(Excerpts from a dataset)
_ _ _

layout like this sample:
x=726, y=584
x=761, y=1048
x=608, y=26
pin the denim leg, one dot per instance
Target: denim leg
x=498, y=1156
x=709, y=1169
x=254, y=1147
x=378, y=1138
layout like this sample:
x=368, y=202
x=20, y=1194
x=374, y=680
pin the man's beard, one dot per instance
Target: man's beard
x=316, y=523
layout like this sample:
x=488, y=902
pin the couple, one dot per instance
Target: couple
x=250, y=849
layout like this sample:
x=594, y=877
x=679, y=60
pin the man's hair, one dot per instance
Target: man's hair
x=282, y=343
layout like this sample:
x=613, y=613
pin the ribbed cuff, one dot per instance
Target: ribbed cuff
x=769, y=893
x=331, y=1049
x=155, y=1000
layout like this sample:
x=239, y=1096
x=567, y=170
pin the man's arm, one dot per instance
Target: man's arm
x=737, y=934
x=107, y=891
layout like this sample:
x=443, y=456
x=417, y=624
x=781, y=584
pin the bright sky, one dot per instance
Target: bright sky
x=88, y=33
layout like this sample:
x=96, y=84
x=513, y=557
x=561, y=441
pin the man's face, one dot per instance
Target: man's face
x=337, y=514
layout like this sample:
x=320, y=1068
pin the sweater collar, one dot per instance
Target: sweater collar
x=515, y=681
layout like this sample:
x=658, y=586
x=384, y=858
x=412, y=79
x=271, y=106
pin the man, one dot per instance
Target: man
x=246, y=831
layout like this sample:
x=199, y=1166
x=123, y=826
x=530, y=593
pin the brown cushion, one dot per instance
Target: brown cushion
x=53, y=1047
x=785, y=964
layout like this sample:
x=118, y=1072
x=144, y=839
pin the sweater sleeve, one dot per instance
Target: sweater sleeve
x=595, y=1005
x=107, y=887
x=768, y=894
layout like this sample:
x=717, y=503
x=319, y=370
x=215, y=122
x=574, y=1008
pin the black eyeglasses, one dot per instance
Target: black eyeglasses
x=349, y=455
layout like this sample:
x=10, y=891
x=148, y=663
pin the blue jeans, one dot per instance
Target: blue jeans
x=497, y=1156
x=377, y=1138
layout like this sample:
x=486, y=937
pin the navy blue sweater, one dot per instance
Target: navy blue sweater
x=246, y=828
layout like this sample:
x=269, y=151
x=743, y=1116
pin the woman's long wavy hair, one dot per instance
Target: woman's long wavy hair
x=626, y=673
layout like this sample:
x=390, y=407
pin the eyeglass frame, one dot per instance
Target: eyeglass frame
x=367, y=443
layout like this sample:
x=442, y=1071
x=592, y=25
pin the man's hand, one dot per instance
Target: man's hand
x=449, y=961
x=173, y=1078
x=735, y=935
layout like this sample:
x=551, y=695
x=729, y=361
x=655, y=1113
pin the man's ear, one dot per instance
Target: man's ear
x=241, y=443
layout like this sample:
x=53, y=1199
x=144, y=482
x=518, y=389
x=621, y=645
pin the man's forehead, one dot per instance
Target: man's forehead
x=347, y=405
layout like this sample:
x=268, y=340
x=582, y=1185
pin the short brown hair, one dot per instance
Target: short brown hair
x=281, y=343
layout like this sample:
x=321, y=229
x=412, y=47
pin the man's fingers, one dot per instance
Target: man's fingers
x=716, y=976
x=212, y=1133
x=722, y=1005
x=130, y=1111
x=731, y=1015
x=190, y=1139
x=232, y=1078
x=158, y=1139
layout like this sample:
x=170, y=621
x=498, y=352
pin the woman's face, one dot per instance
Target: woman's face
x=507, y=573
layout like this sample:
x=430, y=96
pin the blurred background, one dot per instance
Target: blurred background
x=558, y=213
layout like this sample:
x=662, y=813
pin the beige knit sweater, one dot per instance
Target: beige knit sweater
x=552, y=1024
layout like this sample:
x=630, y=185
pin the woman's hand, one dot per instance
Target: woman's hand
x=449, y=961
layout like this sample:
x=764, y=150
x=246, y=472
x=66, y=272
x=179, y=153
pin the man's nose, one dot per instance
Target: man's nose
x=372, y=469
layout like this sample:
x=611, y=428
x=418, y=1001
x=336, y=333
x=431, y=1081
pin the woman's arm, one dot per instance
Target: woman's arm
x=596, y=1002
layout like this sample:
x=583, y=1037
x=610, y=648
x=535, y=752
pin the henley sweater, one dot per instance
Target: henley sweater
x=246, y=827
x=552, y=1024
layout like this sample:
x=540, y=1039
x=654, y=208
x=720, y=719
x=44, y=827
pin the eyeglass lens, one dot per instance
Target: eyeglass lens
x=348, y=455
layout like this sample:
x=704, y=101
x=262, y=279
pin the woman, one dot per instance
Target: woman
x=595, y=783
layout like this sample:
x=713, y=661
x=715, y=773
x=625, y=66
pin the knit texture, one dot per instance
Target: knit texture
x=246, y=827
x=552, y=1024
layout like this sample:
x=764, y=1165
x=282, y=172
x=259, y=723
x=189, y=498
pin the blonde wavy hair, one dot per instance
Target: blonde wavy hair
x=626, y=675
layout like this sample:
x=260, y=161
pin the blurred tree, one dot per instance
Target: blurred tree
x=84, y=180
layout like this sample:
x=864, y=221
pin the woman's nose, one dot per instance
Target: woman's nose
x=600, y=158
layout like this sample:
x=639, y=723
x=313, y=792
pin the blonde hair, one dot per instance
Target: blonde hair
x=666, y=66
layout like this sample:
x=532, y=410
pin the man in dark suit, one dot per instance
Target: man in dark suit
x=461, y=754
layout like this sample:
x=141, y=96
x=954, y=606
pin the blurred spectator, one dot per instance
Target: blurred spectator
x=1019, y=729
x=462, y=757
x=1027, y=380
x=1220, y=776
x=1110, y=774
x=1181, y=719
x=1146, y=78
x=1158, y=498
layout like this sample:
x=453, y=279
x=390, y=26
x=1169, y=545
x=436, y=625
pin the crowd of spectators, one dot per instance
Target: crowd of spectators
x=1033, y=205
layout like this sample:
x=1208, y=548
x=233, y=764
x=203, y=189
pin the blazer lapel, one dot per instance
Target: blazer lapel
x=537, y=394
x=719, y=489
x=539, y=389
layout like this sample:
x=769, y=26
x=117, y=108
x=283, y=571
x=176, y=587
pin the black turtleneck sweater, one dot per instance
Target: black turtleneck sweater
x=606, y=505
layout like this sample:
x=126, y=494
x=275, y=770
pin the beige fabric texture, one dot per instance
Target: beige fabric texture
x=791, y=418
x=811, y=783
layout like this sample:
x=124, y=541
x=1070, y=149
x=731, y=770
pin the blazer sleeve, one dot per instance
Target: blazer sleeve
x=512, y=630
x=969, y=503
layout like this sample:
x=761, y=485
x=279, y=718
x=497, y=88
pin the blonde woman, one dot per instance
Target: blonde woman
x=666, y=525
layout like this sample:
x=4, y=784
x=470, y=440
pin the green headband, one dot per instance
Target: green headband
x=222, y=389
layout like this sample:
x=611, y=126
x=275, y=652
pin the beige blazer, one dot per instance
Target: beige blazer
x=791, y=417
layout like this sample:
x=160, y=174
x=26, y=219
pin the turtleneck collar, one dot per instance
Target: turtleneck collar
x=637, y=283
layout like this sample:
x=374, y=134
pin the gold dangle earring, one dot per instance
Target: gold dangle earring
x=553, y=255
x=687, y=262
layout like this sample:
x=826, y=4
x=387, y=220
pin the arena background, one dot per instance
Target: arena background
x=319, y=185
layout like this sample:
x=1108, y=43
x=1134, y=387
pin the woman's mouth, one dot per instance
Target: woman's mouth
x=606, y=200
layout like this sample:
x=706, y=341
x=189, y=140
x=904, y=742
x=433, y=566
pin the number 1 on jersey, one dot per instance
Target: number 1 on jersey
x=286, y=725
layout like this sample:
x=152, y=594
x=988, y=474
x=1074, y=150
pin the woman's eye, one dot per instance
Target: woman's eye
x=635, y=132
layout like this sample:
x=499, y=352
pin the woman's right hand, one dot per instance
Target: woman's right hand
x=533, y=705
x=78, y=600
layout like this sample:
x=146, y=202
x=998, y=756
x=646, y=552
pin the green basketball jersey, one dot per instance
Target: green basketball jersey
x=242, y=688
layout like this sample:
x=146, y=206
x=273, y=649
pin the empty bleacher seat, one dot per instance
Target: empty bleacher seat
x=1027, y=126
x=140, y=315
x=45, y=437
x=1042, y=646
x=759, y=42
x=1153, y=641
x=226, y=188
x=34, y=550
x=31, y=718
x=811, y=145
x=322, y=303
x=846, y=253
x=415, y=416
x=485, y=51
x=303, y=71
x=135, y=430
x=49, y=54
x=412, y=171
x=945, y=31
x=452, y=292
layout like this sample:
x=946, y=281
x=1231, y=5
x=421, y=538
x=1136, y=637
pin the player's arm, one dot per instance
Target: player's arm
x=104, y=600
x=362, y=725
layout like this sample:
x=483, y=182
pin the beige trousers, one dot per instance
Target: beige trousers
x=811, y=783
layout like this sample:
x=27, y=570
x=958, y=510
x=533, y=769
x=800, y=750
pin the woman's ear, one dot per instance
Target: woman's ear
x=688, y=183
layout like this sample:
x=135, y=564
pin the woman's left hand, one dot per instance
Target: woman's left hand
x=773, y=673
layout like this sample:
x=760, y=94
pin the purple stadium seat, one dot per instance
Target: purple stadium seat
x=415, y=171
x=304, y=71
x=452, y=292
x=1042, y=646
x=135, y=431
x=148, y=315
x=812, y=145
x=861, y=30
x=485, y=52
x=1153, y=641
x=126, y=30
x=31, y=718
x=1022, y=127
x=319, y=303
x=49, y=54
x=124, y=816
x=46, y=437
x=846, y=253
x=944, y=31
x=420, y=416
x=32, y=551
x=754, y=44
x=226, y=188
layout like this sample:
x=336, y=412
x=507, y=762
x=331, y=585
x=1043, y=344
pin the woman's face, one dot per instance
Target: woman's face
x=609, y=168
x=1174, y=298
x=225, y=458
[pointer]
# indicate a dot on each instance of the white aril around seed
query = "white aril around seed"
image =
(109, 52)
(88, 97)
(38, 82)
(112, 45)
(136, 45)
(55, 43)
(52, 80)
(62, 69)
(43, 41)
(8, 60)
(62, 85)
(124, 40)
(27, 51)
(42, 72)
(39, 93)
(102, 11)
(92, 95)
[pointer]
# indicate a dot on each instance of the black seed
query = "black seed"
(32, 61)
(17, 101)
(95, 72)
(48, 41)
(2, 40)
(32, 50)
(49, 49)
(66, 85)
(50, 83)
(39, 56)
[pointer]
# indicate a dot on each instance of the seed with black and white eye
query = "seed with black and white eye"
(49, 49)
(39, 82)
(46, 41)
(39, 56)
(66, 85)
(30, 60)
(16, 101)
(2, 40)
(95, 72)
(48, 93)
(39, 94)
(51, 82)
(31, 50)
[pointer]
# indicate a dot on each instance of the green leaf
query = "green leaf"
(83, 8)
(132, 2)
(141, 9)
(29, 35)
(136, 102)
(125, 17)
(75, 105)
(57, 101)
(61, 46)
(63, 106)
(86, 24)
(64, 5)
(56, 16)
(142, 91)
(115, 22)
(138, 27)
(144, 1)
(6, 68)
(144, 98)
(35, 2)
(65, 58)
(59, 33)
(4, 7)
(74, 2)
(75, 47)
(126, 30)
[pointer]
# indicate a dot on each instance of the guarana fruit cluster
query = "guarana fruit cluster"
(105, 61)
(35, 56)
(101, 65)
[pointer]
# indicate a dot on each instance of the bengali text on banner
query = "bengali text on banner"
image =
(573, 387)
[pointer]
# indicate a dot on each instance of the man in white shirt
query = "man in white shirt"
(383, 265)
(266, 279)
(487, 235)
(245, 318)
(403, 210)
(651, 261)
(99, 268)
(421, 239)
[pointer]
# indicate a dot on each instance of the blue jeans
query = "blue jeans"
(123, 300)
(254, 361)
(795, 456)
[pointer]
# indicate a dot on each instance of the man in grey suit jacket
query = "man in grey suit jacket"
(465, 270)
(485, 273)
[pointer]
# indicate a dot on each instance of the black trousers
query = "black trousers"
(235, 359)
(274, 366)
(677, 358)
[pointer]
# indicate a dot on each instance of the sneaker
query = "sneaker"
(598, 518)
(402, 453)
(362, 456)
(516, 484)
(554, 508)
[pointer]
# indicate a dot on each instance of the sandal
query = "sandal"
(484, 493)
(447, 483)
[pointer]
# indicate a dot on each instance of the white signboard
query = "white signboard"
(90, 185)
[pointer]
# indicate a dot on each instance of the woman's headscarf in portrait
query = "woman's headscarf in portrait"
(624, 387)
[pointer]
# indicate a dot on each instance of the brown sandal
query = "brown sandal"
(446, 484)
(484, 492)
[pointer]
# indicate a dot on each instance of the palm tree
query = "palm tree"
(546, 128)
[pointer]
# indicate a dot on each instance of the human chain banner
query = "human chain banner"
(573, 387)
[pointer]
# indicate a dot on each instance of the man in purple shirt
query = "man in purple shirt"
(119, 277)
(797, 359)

_ _ _

#### The problem:
Scan the records above. Return every line with "bengali" in it.

#### Task solution:
# indicate a dot on each instance of the bengali text on banner
query = "bengali text on banner"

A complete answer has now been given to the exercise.